POLECENIE —
Podejmij wpis z forum o wojnie na serwerze gry i dopisz jego dalszy ciąg, zaczynając po ostatnim zdaniu.

TEKST DOKUMENTU —
"""

13-04-2007, 18:07
|
#19
|
Użytkownik Forum
Data dołączenia: 13 04 2007
Posty: 125
Stan: Aktywny Gracz
Profesja: Royal Paladin
Świat: Pandoria/Furora
Poziom: 185
Skille: 105/75
Poziom mag.: 23
|
Cytuj:
Oryginalnie napisane przez WardanceR
Pozwole sobie na malego offtopa.
Jeszcze kilka miesiecy/tygodni temu, gdy trwala wojna jakies 90% servera trzymalo strone DoA. Byli naladowani stereotypem, ze Glamour to pa, pk i wszystko co najgorsze. Po prostu nie mogli dopuscic aby oni wygrali bo to bylby koniec. I nie do puscili, uzywajac wszystkich metod, nie zawsze legalnych nie zawsze fair-play. Jak mozna zauwazyc na filmie kilkunastu czlonkow Gramour nie bylo w stanie przeciwstawic sie hordzie naplywajacej ze strony "The Trio" i Tie Pogromcy.

"""

SUROWE DANE —
"""

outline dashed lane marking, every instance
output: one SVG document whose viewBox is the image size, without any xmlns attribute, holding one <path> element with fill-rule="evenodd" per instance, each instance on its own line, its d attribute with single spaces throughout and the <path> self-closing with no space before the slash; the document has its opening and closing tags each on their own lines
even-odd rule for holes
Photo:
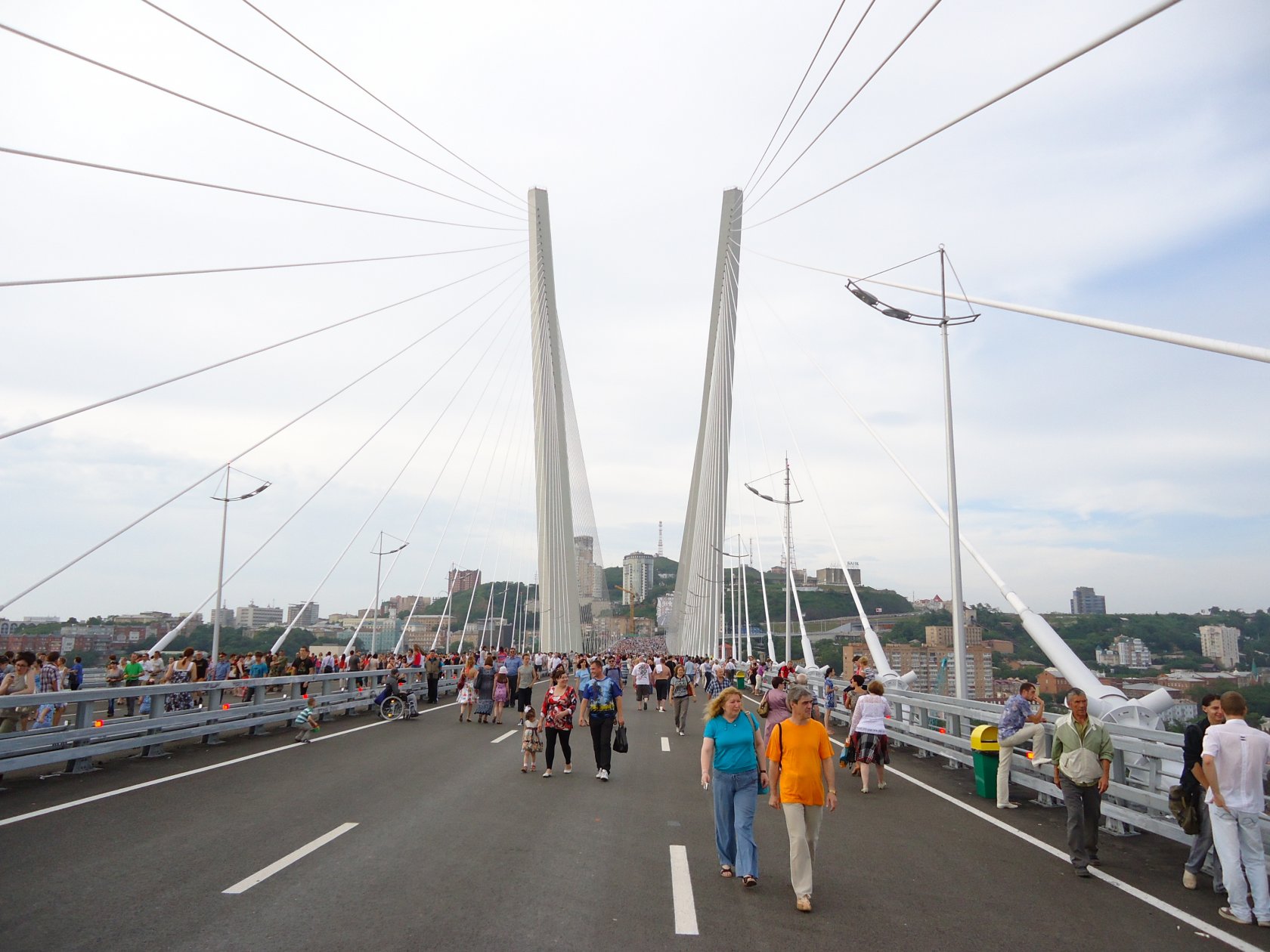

"""

ODPOWIEDŹ PISEMNA —
Teraz jest juz dawno po wojnie, i co? I aktualnie najlepsza gildia na serverze (oprocz Tala Khan) poczula wladze. Poczula power. Co z tego ze Pandoria jest wolna od takich graczy jak Yaltar Ascalioth czy Sibon Faur. Co z tego skoro caly legion sorcow miedzy 50 a 90 lvlem z takimi kretynami jak Galholt czy Raziel Vando na czele stara sie pokazac calemu swiatu jacy to oni sa potezni i wszechmogacy. Zastraszajac i zabijajac 34-40 lvle podnosza swoje morale. Gdyby jeszcze mieli jakies zadziwiajace umiejetnosci w PvP, zrozumialbym. Ale oni nie pokazuja nic, a nic nowego, po dostaniu sie do Beyond The Obvious maja sie na bogów  Zdarza sie. I nie mowie tego z wlasnego doswiadczenia, a z przypadkow innych graczy. Oby sie doczekali marnego i bolesnego konca
Pozdrawiam, Wardancer.
|
to z tego że można sobie pograć =)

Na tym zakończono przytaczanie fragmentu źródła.